Extracted data ::
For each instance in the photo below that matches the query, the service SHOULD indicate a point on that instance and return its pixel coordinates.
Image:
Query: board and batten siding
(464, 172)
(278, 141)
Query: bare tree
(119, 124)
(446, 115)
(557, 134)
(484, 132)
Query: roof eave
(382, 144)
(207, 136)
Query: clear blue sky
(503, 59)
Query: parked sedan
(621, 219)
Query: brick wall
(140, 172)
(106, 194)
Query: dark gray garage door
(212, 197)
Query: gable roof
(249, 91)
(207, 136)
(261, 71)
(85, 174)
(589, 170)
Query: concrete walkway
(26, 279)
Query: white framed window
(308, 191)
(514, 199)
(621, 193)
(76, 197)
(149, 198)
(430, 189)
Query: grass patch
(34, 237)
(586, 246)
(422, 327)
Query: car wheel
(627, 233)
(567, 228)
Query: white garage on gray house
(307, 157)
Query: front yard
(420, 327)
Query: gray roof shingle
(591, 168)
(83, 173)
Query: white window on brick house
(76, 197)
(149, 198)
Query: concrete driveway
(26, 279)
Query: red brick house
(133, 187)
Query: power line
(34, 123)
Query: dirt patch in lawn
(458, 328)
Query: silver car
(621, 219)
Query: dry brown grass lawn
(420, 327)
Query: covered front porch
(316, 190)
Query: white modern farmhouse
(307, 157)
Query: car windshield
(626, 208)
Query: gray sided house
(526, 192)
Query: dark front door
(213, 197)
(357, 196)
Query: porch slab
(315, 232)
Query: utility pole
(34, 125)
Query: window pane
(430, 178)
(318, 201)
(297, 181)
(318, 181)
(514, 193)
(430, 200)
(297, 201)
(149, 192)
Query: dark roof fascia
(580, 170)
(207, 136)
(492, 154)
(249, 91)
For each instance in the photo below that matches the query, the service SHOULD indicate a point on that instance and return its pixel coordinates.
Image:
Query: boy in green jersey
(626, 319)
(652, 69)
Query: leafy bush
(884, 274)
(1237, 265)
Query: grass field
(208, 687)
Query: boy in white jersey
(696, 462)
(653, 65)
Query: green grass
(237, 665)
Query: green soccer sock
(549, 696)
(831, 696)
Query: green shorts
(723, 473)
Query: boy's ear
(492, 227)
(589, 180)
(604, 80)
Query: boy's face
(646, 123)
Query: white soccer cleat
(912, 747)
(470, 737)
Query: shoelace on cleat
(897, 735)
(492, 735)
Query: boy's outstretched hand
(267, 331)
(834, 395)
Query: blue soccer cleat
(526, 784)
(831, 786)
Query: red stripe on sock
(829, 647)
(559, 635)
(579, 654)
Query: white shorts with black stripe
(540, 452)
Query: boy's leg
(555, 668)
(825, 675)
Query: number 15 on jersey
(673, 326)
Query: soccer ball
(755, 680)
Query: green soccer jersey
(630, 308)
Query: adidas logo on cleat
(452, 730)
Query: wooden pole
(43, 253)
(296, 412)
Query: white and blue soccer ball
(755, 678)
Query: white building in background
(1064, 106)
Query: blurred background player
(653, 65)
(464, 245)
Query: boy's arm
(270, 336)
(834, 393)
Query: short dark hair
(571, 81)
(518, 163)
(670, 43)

Goal of the exercise ::
Once the line containing "Query: blurred background player" is found, please retype it and every remaining line of the listing above, exactly, with nothing else.

Problem solution ::
Query: blurred background player
(653, 65)
(464, 245)
Query: boy's arm
(270, 336)
(834, 393)
Query: short dark hair
(571, 81)
(518, 163)
(670, 43)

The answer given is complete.